#### [Required task]
Repeat each entry exactly and drop the pictures.

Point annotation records
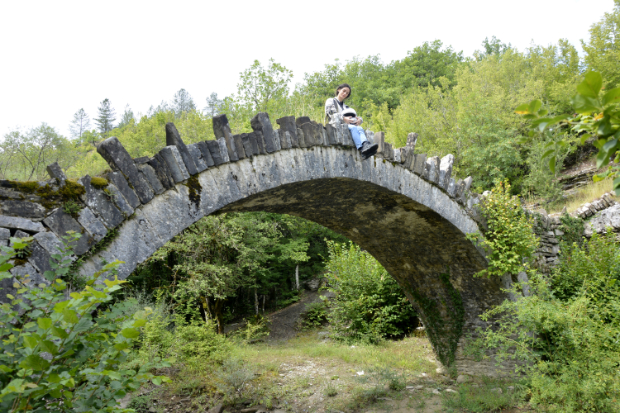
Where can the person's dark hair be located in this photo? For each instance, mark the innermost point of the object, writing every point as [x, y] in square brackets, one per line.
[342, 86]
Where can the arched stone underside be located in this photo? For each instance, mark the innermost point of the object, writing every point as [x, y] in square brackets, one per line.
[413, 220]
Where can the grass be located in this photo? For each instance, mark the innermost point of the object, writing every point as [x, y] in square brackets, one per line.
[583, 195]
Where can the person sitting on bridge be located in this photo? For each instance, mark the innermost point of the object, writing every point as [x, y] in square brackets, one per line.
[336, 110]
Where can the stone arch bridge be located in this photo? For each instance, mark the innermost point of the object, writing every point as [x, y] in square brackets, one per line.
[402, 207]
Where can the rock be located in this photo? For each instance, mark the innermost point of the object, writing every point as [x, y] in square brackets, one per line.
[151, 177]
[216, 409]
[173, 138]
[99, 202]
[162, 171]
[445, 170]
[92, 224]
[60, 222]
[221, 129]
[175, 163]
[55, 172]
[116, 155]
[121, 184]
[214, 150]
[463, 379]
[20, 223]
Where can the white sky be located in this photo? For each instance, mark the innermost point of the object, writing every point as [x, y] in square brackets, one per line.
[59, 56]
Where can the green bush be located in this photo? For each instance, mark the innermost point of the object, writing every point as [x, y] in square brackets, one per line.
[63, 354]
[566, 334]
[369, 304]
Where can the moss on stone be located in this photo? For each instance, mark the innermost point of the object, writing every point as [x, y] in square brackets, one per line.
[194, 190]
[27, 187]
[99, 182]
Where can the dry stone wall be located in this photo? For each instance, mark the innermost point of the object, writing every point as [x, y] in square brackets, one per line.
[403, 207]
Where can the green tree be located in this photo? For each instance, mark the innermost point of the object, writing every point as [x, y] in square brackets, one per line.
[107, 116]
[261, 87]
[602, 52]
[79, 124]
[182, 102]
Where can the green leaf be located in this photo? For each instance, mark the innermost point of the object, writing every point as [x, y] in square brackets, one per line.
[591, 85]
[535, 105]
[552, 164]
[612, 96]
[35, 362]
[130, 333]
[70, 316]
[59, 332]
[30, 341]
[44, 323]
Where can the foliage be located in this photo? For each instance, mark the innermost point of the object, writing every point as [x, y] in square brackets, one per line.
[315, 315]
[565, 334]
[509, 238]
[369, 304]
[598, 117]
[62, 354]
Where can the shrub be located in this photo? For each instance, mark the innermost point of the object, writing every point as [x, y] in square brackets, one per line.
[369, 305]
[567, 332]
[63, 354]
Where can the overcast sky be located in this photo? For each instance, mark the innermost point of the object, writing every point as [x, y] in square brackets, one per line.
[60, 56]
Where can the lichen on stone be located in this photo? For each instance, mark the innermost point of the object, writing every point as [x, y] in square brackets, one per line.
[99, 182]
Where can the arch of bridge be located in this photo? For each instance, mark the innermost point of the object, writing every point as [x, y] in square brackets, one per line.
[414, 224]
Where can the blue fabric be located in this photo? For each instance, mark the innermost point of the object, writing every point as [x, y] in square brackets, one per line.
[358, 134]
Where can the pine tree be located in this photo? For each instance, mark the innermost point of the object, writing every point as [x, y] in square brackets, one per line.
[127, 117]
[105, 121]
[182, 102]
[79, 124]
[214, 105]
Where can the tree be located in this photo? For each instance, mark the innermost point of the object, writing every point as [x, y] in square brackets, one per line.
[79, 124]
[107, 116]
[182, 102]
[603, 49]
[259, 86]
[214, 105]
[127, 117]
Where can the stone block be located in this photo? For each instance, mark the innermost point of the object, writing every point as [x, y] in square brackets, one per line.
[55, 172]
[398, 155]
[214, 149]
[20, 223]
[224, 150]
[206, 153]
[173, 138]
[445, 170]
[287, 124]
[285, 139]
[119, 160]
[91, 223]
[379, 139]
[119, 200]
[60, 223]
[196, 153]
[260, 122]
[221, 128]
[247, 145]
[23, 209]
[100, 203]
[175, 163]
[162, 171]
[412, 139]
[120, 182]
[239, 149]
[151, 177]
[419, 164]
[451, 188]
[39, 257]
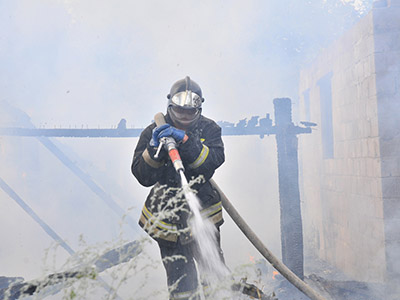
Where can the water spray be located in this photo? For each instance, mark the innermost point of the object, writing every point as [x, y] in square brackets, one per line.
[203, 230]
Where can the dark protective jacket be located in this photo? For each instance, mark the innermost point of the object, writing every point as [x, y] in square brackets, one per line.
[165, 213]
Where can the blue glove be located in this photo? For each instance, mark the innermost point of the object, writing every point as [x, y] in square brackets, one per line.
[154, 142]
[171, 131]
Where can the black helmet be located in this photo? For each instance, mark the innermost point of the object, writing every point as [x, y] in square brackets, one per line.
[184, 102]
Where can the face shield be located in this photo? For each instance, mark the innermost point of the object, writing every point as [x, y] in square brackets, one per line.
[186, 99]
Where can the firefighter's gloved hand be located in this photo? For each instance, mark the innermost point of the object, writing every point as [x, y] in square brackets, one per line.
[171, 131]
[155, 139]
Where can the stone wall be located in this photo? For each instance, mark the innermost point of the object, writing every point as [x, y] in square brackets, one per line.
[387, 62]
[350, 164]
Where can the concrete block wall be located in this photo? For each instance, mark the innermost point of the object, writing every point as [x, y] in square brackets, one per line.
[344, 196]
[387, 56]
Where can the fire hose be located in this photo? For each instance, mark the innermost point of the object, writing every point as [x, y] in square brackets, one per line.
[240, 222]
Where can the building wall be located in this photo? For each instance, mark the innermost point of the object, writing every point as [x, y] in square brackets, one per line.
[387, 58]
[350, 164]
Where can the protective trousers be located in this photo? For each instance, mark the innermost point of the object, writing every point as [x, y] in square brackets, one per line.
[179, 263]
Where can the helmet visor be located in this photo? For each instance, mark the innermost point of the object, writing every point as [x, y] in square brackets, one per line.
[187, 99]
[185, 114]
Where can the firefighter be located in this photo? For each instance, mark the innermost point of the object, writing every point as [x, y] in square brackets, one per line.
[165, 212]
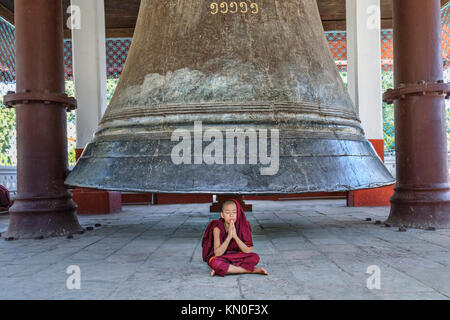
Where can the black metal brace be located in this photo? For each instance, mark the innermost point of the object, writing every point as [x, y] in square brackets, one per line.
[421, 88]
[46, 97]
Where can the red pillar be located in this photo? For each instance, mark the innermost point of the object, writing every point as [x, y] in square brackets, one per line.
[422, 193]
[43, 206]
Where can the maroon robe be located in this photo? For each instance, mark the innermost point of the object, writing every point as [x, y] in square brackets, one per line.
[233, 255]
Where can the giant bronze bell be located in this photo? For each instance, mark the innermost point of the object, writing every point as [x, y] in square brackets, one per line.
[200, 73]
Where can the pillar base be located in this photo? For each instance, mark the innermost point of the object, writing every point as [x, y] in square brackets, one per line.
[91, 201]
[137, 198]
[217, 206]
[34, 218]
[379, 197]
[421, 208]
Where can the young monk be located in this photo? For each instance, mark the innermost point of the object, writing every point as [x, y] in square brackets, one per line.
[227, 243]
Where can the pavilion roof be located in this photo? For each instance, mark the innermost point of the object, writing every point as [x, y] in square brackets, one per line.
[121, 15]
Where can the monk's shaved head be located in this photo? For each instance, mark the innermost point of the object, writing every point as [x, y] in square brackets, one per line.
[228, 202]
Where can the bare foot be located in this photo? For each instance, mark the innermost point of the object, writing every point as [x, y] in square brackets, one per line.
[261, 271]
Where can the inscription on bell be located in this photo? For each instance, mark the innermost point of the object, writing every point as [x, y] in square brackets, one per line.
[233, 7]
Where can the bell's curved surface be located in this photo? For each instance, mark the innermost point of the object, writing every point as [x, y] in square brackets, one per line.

#### [Solved problem]
Where can the person's dark hair be located in this photo? For each instance, mark the innermost point of the object, writing every point as [x, y] in square brackets, one per line.
[342, 86]
Where can the arched stone underside be located in this photo? For each instance, mark the innermost point of the object, writing every point as [x, y] in square brackets, one per line.
[413, 220]
Where can the grass be located in this photo? For each instance, mark the innermost point of the object, writing every point as [x, y] in square brackets, one per line.
[583, 195]
Where can the person sitting on bridge be located in this photo? For each instance, mark the innermost point of the object, writing every point as [x, y] in square brackets, one per line.
[336, 110]
Where can the stone arch bridge be located in this photo? For each instance, mark the innermost point of the object, writing every point as [x, y] in square brackets, one per line.
[402, 207]
Where can the rock be located in this photo? For each instance, mark the innermost point of the object, writing every point as [x, y] in square brackets, one per line.
[151, 177]
[216, 409]
[173, 138]
[99, 202]
[162, 171]
[445, 170]
[92, 224]
[60, 222]
[221, 129]
[175, 163]
[55, 172]
[116, 155]
[121, 184]
[214, 150]
[463, 379]
[20, 223]
Where can the white sky be located in this photo? For each instance, mark the innermost point of the object, writing every point as [x, y] in square brackets, one per line.
[59, 56]
Where can the green bush be located in this photo? For each instance, mark the innermost point of the object, writing every point as [x, y] in square brackets, one per line.
[63, 354]
[566, 334]
[369, 304]
Where can the moss on stone be located in this photo? For each instance, mark the innermost point of the object, writing every point as [x, y] in square brackets, one per line.
[194, 190]
[27, 187]
[99, 182]
Where can the dry stone wall be located in this photo? For each instance, mark the innermost point of the object, writing every point as [x, y] in square brackets, one per line.
[403, 207]
Where can the green tree be located in this photo? For each instance, mark the innermost point of the object, writing every point as [x, y] in square brackets, one per line.
[107, 116]
[261, 87]
[602, 52]
[79, 124]
[182, 102]
Where can the green leaf be located in this photo? For each instance, mark the innermost point of the object, writing every point as [x, y] in square brackets, one per line.
[591, 85]
[535, 105]
[552, 164]
[612, 96]
[35, 362]
[130, 333]
[70, 316]
[59, 332]
[30, 341]
[44, 323]
Where can the foliage be located in this photo? For each instance, mark the innermost point of the object, writing every point as [x, y] in square brackets, one per line.
[315, 315]
[565, 334]
[509, 238]
[369, 304]
[598, 117]
[62, 354]
Where can the shrub be located in this photo? For each instance, mark the innermost point of the object, writing every point as [x, y] in square brackets, one per line.
[369, 305]
[567, 332]
[63, 354]
Where can the overcast sky be located in this photo? For each instance, mark the innermost point of the object, writing every point as [x, y] in square brackets, one per line.
[60, 56]
Where can the lichen on stone be located in this photo? For each instance, mark the innermost point of the object, writing every point as [x, y] in square brackets, one per line.
[99, 182]
Where can the arch of bridge be located in this photo? For each instance, mark the innermost point of the object, writing every point as [x, y] in square brackets, one per line.
[414, 224]
Where can the blue fabric be located in this photo? For each instance, mark the innermost point of the object, writing every point as [x, y] in square brackets, one per line.
[358, 134]
Where can the pine tree be located in this photo? For each instance, mark the innermost point of the object, writing every point as [x, y] in square brackets, one per line.
[127, 117]
[105, 121]
[182, 102]
[79, 124]
[214, 105]
Where can the tree be located in this photo? For each instance, mark the innermost point of the object, writing every point as [x, y] in square brackets, one per line.
[79, 124]
[107, 116]
[182, 102]
[603, 49]
[259, 86]
[214, 105]
[127, 117]
Where can the stone block be located in this photo? For each instance, mark the innermost point of the object, writing every point as [x, y] in square brackets, one per line.
[55, 172]
[398, 155]
[214, 149]
[20, 223]
[224, 150]
[206, 153]
[173, 138]
[445, 170]
[287, 124]
[285, 139]
[119, 160]
[91, 223]
[379, 139]
[119, 200]
[60, 223]
[196, 153]
[260, 122]
[221, 128]
[247, 145]
[23, 209]
[100, 203]
[175, 163]
[162, 171]
[412, 139]
[120, 182]
[239, 149]
[151, 177]
[419, 164]
[451, 188]
[39, 257]
Where can the water spray be located in this photo? For each instance, mark the innermost point of the object, writing every point as [x, y] in square brackets, one per line.
[203, 230]
Where can the dark protective jacket be located in this photo? For each instance, mark the innermost point of the object, writing every point as [x, y] in square brackets, one per line.
[165, 213]
Where can the blue glove be located in this photo? For each instance, mark the innermost point of the object, writing every point as [x, y] in square brackets, one per line.
[154, 142]
[171, 131]
Where can the black helmet be located in this photo? For each instance, mark the innermost point of the object, writing every point as [x, y] in square brackets, one per line.
[184, 102]
Where can the face shield be located in this photo? For each instance, mark the innermost point of the object, writing every point as [x, y] in square brackets, one per line.
[186, 99]
Where can the firefighter's gloved hand be located in this photo? For each instance, mark the innermost point of the object, writing every point as [x, y] in square brackets, one per line.
[171, 131]
[155, 139]
Where can the stone wall be located in this photo? For each instance, mark the innermost point of the object, writing every point as [x, y] in square brackets, one per line.
[387, 62]
[350, 164]
Where can the concrete block wall be located in this photo? For each instance, mark the innermost point of the object, writing every point as [x, y] in square brackets, one per line.
[344, 196]
[387, 56]
Where can the fire hose be located in this photo? For each instance, mark the innermost point of the object, writing every point as [x, y] in square brackets, one per line.
[240, 222]
Where can the building wall be located in this photo? For each instance, mark the innermost point of the object, writing every point as [x, y] in square brackets, one per line.
[387, 58]
[350, 164]
Where can the protective trousers be located in this photo? For each instance, mark the innermost point of the object, writing every point as [x, y] in square brackets, one per line.
[179, 263]
Where can the helmet visor be located in this photo? For each instance, mark the innermost point of the object, writing every point as [x, y] in square brackets, one per line.
[187, 99]
[185, 114]
Where can the firefighter be located in this photo? For each instance, mark the innermost point of the object, writing every point as [x, y] in square brackets, one per line.
[165, 212]
Where can the black metal brace be located in this photo? For each instance, mark the innermost point of the object, writing every point as [x, y] in square brackets, one per line.
[421, 88]
[46, 97]
Where can the red pillar be located in this photo? For each instance, mark the innermost point of the object, writing every point as [x, y] in square brackets, one per line.
[422, 193]
[43, 206]
Where can the maroon robe be located in this photo? For each instance, mark the innermost point of the object, writing every point as [x, y] in square brackets, one per line.
[233, 255]
Where can the giant bronze bell be located in this photo? For each instance, mark the innermost point of the object, writing every point as [x, y] in square brackets, one per line.
[200, 73]
Where can the pillar base be located in this photo? For each instance, mark the innermost point of the object, writing every point as [x, y] in square brackets, one per line.
[91, 201]
[137, 198]
[217, 206]
[34, 218]
[379, 197]
[421, 208]
Where can the young monk be located in this photo? For each instance, mark the innermost point of the object, writing every point as [x, y] in square brackets, one per line.
[227, 243]
Where can the pavilion roof be located in this photo? For each instance, mark the innermost point of the object, writing every point as [x, y] in square brackets, one per line.
[121, 15]
Where can the monk's shaved head be located in this photo? For each instance, mark the innermost point of the object, writing every point as [x, y] in square brackets, one per line.
[228, 202]
Where can the bare foot be located in this photo? For each instance, mark the innermost point of the object, writing every point as [x, y] in square brackets, one per line.
[261, 271]
Where can the inscription on bell be located in this photo? For each instance, mark the innermost point of the object, writing every point as [x, y] in square brackets, one per line.
[233, 7]
Where can the bell's curved surface be located in this photo? For each instance, mark the innermost point of the object, writing every point as [x, y] in square brackets, one per line.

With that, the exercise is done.